**WHAT YOU NEED TO DO**
Make an exact copy of the entries below.

::::

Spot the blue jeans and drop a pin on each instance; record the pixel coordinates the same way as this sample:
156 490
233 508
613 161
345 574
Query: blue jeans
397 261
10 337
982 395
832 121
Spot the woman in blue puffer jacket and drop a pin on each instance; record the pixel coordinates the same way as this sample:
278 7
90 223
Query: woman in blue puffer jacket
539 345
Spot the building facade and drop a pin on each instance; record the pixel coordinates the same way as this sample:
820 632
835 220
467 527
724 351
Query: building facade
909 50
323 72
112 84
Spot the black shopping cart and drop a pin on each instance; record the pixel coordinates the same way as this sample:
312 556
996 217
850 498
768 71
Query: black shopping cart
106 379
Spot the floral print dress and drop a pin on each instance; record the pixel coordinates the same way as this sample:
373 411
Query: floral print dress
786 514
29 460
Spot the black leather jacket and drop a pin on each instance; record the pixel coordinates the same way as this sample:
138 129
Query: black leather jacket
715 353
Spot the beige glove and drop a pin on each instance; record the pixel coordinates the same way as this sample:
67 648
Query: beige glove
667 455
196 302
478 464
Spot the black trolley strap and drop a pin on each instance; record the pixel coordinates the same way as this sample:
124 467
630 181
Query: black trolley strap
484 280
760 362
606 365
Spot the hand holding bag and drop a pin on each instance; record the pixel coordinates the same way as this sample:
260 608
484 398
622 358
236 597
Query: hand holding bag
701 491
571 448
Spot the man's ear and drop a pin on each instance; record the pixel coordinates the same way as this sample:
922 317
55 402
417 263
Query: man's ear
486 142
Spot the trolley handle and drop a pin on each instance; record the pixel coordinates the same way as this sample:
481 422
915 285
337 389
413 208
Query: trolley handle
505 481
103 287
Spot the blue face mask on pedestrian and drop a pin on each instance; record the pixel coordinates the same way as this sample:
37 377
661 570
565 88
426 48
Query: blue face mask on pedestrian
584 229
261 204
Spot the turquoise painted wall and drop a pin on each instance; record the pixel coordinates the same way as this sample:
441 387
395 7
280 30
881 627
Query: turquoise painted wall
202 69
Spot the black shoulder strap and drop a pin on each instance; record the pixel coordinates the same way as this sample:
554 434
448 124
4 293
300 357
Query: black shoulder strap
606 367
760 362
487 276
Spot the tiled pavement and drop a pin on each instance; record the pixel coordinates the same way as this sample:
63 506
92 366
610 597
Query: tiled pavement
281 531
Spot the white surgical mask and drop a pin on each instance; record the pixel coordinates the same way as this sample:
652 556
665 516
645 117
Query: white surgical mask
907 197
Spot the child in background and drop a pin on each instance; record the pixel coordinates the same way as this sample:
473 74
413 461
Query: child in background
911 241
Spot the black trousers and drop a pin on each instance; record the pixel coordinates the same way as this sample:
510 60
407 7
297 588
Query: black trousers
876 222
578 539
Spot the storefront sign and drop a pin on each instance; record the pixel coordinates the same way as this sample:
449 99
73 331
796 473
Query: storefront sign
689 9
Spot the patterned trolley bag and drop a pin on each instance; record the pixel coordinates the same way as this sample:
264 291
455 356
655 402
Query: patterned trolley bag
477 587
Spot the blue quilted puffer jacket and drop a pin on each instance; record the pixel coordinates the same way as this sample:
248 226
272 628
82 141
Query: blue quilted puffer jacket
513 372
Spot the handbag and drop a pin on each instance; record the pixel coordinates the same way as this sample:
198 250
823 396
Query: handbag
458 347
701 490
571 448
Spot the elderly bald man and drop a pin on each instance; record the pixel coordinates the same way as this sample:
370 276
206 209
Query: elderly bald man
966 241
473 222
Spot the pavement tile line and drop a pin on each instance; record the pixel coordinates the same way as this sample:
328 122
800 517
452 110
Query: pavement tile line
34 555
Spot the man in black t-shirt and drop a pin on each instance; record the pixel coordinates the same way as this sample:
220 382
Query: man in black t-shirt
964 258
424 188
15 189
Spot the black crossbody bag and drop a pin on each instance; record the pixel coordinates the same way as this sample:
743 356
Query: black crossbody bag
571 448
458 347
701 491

::::

**ANSWER TO THIS EXERCISE**
Spot the blue jeans and drop a pin on each instance; record the pixel coordinates the same way as this sample:
156 490
233 508
613 161
345 574
Query: blue jeans
397 261
10 337
982 395
832 121
Spot the woman in blue puffer jacket and drop a pin on each instance; record the pixel coordinates the same way as this sample:
278 7
90 223
Query: woman in blue puffer jacket
539 345
Spot the building facade and drop a pin on each instance; record the pixel coordinates the same way as this sample:
820 632
835 220
467 527
724 351
Query: building facade
909 50
323 72
112 84
Spot the black shopping cart and drop a pin on each instance; record the pixel coordinates the same way as this sample:
312 556
996 217
850 498
768 71
Query: black shopping cart
106 379
Spot the floral print dress and drop a pin on each instance; record the pixel coordinates the same way as this sample:
373 411
Query: floral print dress
786 514
29 460
Spot the black leather jacket and drop a pin on each instance; record the pixel coordinates the same way as this sample:
138 129
Query: black leather jacket
715 353
Spot the beige glove and drop a pin on each instance; record the pixel coordinates the same way as this sample:
67 648
Query: beige glove
667 455
196 302
478 464
Spot the black trolley strap and drop a pin on each instance; record the pixel coordinates the same way as this sample:
124 467
630 181
Query: black trolley strap
484 280
760 362
606 365
Spot the hand holding bag and drop a pin on each instance; record the pixel coordinates the same way as this sample:
260 608
484 398
622 358
236 597
Query: hand holding bag
701 491
571 448
Spot the man's ear and drop a pin on each instance; record the pixel coordinates the same way as this sample:
922 317
55 402
417 263
Query: man's ear
486 142
Spot the trolley handle and drop a pin on each instance; record the pixel coordinates the same way as this sample:
481 422
915 285
337 389
413 208
Query: trolley handle
505 481
103 287
Spot the blue face mask on pedestrian and drop a pin on each instance; record the pixel coordinates the same way as this sample:
37 377
661 570
565 88
426 48
Query: blue face mask on pedestrian
584 229
261 204
Spot the turquoise painted wall and drop a pin on each instance; record the pixel coordinates the same way as this sample:
441 387
395 7
280 30
881 627
Query: turquoise painted wall
202 69
Spot the black shoulder strap and drop a pin on each instance; record the pixel coordinates the same way as this sample:
554 434
448 124
4 293
300 357
Query: black shoulder strap
606 367
760 362
487 276
Spot the tiled pavement and drop a pin on each instance; record the pixel coordinates the same way as this sample:
63 506
92 366
610 597
Query: tiled pavement
281 531
Spot the white surgical mask and drop a pin on each instance; record the pixel coordinates the same way as this sample:
652 556
665 516
645 117
Query: white surgical mask
907 197
Spot the child in background and drop a pin on each instance; record the pixel coordinates the same way as this sample:
473 74
413 461
Query: child in background
911 241
Spot the black trousers and drop a pin on each instance; record the pixel coordinates the same way as this sample:
510 60
407 7
297 588
Query: black trousers
876 222
578 539
Spot the storefront sign and drop a pin on each instance; record the pixel coordinates the same way as this sample:
449 99
73 331
796 473
Query: storefront sign
689 9
Spot the patterned trolley bag and drop a pin on each instance; record the pixel coordinates the same way as this sample:
264 291
455 356
655 402
Query: patterned trolley bag
477 587
Spot the blue quilted puffer jacket and drop a pin on each instance; record the pixel coordinates the same way as this sample:
248 226
272 628
82 141
Query: blue quilted puffer jacket
513 372
Spot the handbag and drop a pin on each instance; record the pixel coordinates the same way as this sample:
198 250
823 396
Query: handbag
458 347
701 490
571 448
Spot the elderly bald man and drop a pin on each instance; record the pixel coordinates the same way as this sample:
370 276
206 209
Query: elderly bald man
966 241
473 222
Spot the pavement tile line and drop a pin on each instance; record the pixel coordinates the same way as this sample:
328 122
800 517
452 110
Query: pavement tile line
34 555
Spot the man in black t-shirt and drop a pin on each instance; record the pixel coordinates the same way as this sample:
220 382
Query: man in black t-shirt
964 258
424 188
15 189
Spot the black crossbody bag and drop a pin on each instance; record the pixel coordinates the same way as this sample:
743 356
Query: black crossbody bag
571 448
458 347
701 491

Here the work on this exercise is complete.